--- Records provided Enclosed Below ---

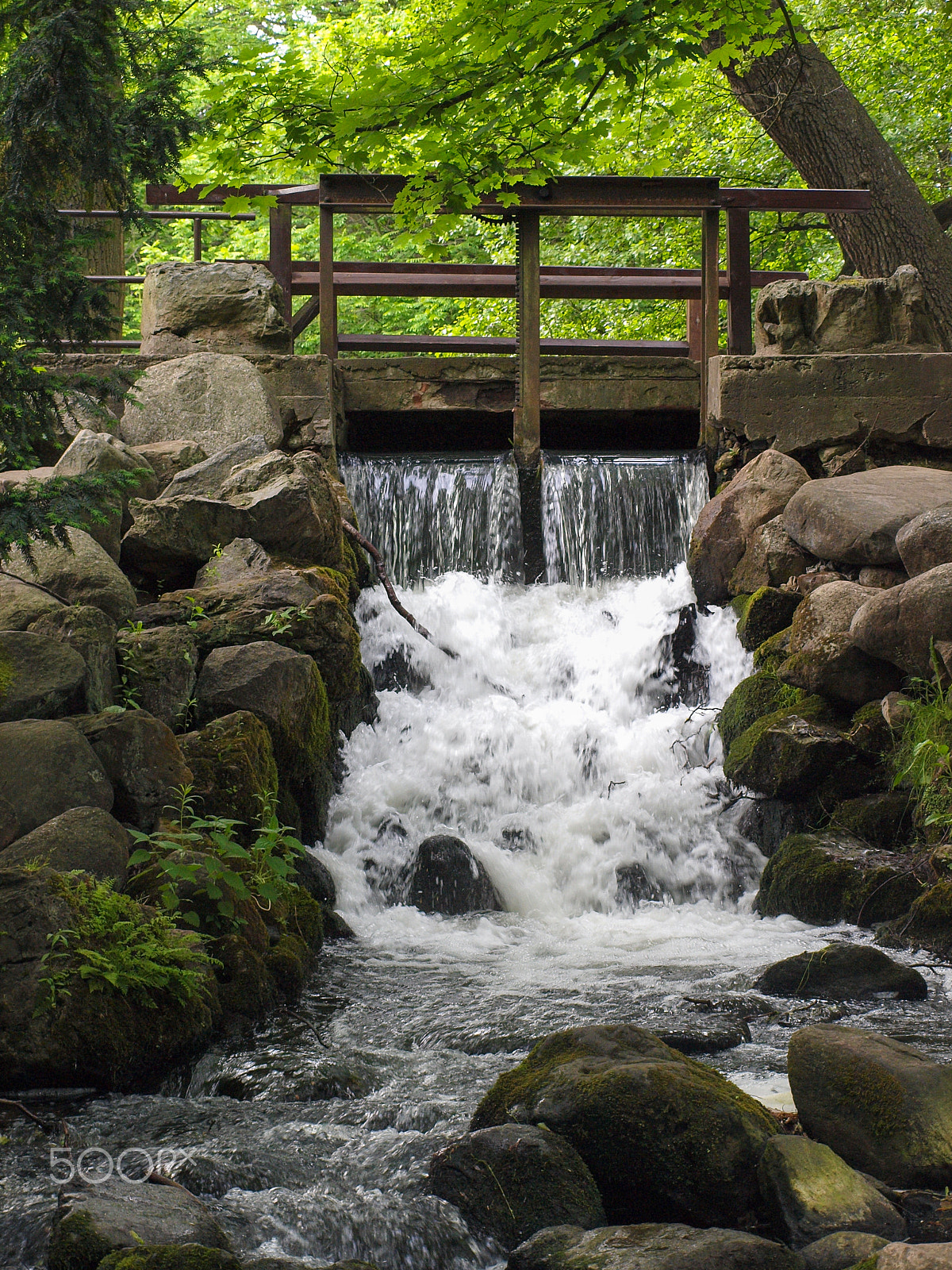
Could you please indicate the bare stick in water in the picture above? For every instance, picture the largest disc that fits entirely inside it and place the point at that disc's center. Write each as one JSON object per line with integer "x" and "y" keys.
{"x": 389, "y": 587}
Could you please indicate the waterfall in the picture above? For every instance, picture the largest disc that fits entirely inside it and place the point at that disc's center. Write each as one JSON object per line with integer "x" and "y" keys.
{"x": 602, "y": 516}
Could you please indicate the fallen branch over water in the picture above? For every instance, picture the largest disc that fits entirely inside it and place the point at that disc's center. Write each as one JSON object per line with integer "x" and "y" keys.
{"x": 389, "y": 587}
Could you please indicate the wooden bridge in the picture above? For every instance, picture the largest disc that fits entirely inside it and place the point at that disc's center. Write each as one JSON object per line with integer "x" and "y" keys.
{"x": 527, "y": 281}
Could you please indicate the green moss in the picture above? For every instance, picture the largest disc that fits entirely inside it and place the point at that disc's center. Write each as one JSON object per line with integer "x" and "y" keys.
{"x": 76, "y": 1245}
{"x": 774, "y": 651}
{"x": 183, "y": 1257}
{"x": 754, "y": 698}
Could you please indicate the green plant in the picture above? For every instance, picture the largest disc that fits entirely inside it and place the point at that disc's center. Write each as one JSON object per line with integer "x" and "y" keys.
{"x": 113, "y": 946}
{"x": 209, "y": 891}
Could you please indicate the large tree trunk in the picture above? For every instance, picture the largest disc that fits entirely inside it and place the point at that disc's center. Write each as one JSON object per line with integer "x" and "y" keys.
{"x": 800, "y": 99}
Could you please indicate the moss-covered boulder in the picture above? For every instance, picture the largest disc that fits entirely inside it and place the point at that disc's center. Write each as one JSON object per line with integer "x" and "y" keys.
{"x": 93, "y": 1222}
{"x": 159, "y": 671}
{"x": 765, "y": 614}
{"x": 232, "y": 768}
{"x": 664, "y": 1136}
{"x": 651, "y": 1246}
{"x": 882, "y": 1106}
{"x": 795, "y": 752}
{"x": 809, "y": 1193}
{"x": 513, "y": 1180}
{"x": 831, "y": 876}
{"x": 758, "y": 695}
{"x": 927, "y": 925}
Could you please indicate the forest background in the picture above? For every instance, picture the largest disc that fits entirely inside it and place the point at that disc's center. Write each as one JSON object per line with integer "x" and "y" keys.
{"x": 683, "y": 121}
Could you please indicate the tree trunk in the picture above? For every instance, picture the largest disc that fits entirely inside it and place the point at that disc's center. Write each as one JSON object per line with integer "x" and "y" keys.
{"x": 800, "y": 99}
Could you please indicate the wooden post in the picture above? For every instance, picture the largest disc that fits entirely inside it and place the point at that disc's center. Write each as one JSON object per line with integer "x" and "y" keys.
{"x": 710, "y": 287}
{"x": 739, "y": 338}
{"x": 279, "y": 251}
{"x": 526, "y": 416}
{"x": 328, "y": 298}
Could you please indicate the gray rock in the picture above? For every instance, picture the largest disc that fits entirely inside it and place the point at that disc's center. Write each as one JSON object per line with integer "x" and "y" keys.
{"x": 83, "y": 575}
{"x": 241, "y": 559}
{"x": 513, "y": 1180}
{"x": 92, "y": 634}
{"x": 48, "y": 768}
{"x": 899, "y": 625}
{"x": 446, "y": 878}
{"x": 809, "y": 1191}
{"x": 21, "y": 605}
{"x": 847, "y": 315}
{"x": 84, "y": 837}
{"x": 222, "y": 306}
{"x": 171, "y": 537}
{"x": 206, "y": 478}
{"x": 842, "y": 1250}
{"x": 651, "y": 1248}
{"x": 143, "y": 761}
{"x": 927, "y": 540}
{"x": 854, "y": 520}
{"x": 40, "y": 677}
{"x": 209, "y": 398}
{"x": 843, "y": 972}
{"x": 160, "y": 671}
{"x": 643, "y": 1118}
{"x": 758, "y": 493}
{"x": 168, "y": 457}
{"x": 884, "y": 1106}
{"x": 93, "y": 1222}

--- End of Enclosed Records provided ---

Exercise goal:
If a record contains a picture, drop the picture and repeat the rest exactly.

Task answer:
Could you please indicate the bare stick in water in the picture above? For every instance, picture the largest disc that fits entirely inside it and place the point at that disc's center. Write each as one JSON object per line with integer "x" and "y" keys.
{"x": 389, "y": 587}
Could you please indicate the waterfall in the picture above? For every instance, picture the largest disc that fits entirely inside it and place the point at that disc's center. Write each as one JSON object per line with integer "x" and "y" keys.
{"x": 602, "y": 516}
Could you please indicate the fallen branch over water in the picture above? For every instance, picture the largest disc that fits entirely inside it and place the point at that disc's center. Write each as one JSON object per line with integer "x" and "y" keys.
{"x": 389, "y": 587}
Could you please indicate the wooden bridge in the picture above? For every instance, picture the largest disc that fits entirely inside it and place the point at that disc's center. Write each as one JSON object per line with integer "x" and "y" keys.
{"x": 527, "y": 281}
Could you please indicate the green moss in the picture above? For every instance, picture the largest disc that fits entirely inside it and place the point at that disc's center. Write each as one JSON object per line with integer "x" and "y" keys.
{"x": 76, "y": 1245}
{"x": 774, "y": 651}
{"x": 183, "y": 1257}
{"x": 754, "y": 698}
Could you please indicate the green plant in the picture above? For every instance, picture the largest disc that fits entirely inside it and place the point at that disc's center. Write each as one JSON object per line with integer "x" and "y" keys.
{"x": 113, "y": 946}
{"x": 209, "y": 891}
Could you please indicate the large tree trunk in the picture above? For every instance, picture the largest disc that fits entirely inside it and place the point at that disc's center. Write each as one JSON object per line with integer "x" and "y" keys.
{"x": 800, "y": 99}
Could you please indicate the moss-covered boulder in the picture above? For every instance, picture the largest disc that fits entirely inside it and place the point at that disc's center. Write each as one JSON object per line with integer "x" and "y" keys.
{"x": 93, "y": 1222}
{"x": 159, "y": 671}
{"x": 765, "y": 614}
{"x": 232, "y": 768}
{"x": 664, "y": 1136}
{"x": 651, "y": 1246}
{"x": 882, "y": 1106}
{"x": 795, "y": 752}
{"x": 809, "y": 1193}
{"x": 513, "y": 1180}
{"x": 831, "y": 876}
{"x": 758, "y": 695}
{"x": 927, "y": 925}
Could you please indicate the forest background in the picture above? For every instance, picture the largest disc that fits entirely inside it and place the point at that disc's center. Write each as one JSON object per line with integer "x" and "y" keys.
{"x": 683, "y": 121}
Could you please indicate the tree trunk in the picture above? For every instance, picture the largest disc that fits entirely inside it and place the point at that disc's center. Write each as one JSON object per line with integer "x" and "y" keys.
{"x": 800, "y": 99}
Could you please indicate the wooden post in the picture above? For every instance, picture the largest disc that fits entirely inside it and place the point at that disc's center. Write each as one JSON object per line with integer "x" and "y" keys.
{"x": 710, "y": 287}
{"x": 739, "y": 338}
{"x": 279, "y": 251}
{"x": 526, "y": 416}
{"x": 328, "y": 298}
Could you please indicate the gray rock in the picture above? For every instance, picture the largest disc that fits entirely inside it and place the point at that disc's center. Write each as one JSON object per line with integer "x" and "y" keys.
{"x": 83, "y": 575}
{"x": 241, "y": 559}
{"x": 513, "y": 1180}
{"x": 92, "y": 634}
{"x": 48, "y": 768}
{"x": 899, "y": 625}
{"x": 446, "y": 878}
{"x": 809, "y": 1191}
{"x": 21, "y": 605}
{"x": 847, "y": 315}
{"x": 84, "y": 837}
{"x": 222, "y": 306}
{"x": 171, "y": 537}
{"x": 206, "y": 478}
{"x": 842, "y": 1250}
{"x": 651, "y": 1248}
{"x": 143, "y": 761}
{"x": 927, "y": 540}
{"x": 854, "y": 520}
{"x": 40, "y": 677}
{"x": 209, "y": 398}
{"x": 843, "y": 972}
{"x": 160, "y": 671}
{"x": 643, "y": 1118}
{"x": 758, "y": 493}
{"x": 168, "y": 457}
{"x": 884, "y": 1106}
{"x": 93, "y": 1222}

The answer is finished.